**Jobs:**
(1) Please copy the summer school course page word for word, everything from "The courses have" down to "your research interests.".
(2) Answer these questions from the summer school course page:
(a) How many courses make up the summer school?
(b) What is the enrollment limit for a single course?
(c) Which kind of processor does the embedded computing course give particular emphasis?
(3) Using the summer school course page, explain in one to three sentences why the embedded computing course emphasizes VLIW processors.

**Document segment:**
•••

Courses
The summer school consists of 12 courses spread over two morning slots and two afternoon slots. Per slot there are three parallel courses of which you can take only one. The number of students that can enroll in one course is limited to 50. When applying for admission, you will be asked to indicate your preference.
The courses have been allocated to slots in such a way that it is in any case possible to create a summer school program that matches your research interests.

High Performance Embedded Computing, Josh Fisher
Historically, high performance embedded computing has been accomplished via normal (read, "slow") processors and attached specialized devices (typically ASICs). But silicon densities and speeds are making the inevitable happen in embedded computing: processors are assuming more and more of the high-performance load, taking that load away from specialized devices. Techniques like Instruction-level Parallelism that seemed too expensive for embedded designs have become feasible and popular. This change is bringing in a new age of embedded computing design, in which a high-performance processor is central. Increasingly, the traditional elements of nonprogrammable components, peripherals, interconnects and buses must be seen in a computing-centric light. Embedded computing designers must design systems that unify these elements with high-performance processor architectures, microarchitectures and compilers, and with the compilation tools, debuggers and simulators needed for application development.
This course is about this new world of embedded computing, with the strongest emphasis on the processing aspects. It would be easy to think that the topics in such a course would be a retreading of general-purpose, high-performance processing, and in places that is true. But more often, subtle differences between the general-purpose world and the embedded world change the equation a lot. This course will address these differences, and introduce many of the critical technologies of high-performance as are relevant to embedded computing. Since VLIW processors are a main path to very high performance in the embedded world, and are offered by most embedded suppliers, they are emphasized as well.

•••

**Position annotation records:**
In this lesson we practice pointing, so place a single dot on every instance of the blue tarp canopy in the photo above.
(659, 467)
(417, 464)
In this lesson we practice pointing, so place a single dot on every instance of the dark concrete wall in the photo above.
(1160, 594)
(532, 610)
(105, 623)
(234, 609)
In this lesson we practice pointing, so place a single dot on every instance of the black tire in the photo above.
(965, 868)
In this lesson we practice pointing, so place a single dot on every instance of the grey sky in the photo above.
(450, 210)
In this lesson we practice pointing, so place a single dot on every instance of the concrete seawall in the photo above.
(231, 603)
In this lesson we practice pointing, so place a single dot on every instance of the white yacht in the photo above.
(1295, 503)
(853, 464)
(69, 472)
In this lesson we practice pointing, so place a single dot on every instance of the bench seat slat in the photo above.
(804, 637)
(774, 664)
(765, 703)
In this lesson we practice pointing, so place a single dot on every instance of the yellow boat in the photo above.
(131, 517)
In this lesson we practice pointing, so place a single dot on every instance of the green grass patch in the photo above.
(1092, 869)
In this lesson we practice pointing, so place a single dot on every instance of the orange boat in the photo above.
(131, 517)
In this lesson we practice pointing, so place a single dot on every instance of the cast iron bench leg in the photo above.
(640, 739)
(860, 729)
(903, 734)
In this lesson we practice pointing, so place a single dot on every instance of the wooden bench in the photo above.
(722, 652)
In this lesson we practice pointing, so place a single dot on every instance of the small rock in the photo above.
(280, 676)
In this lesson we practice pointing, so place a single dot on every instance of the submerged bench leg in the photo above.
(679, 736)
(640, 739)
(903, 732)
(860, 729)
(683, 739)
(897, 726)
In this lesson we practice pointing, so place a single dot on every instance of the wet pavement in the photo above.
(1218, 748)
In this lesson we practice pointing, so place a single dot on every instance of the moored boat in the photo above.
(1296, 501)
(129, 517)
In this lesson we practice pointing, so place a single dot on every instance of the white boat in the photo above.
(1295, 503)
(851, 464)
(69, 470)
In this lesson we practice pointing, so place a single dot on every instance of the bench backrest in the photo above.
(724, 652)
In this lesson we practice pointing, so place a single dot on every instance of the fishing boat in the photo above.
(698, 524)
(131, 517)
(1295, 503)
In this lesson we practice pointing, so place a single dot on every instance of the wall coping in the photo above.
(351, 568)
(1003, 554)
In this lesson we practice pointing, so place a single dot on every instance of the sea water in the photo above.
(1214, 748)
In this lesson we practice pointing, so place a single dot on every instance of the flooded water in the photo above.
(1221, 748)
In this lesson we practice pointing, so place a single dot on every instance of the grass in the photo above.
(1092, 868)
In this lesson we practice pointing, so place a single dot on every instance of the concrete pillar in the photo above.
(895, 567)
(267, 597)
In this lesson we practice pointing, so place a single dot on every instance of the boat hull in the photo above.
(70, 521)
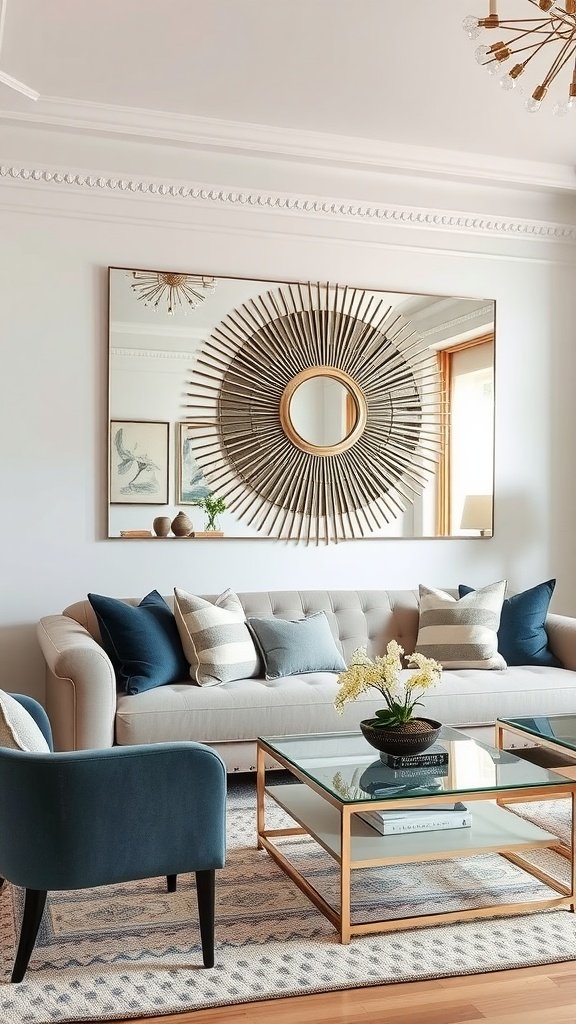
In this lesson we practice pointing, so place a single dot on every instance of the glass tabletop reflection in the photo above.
(344, 765)
(559, 729)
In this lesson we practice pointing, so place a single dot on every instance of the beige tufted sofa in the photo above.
(86, 711)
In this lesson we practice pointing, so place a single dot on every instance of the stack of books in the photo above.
(411, 774)
(432, 818)
(435, 757)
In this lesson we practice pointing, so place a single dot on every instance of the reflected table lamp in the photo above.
(477, 514)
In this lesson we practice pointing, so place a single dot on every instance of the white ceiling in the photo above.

•••

**The results:**
(1)
The courses have been allocated to slots in such a way that it is in any case possible to create a summer school program that matches your research interests.

(2)
(a) 12 courses.
(b) 50 students.
(c) VLIW processors.

(3) VLIW processors are a main path to very high performance in the embedded world, and most embedded suppliers offer them. The course emphasizes them for that reason.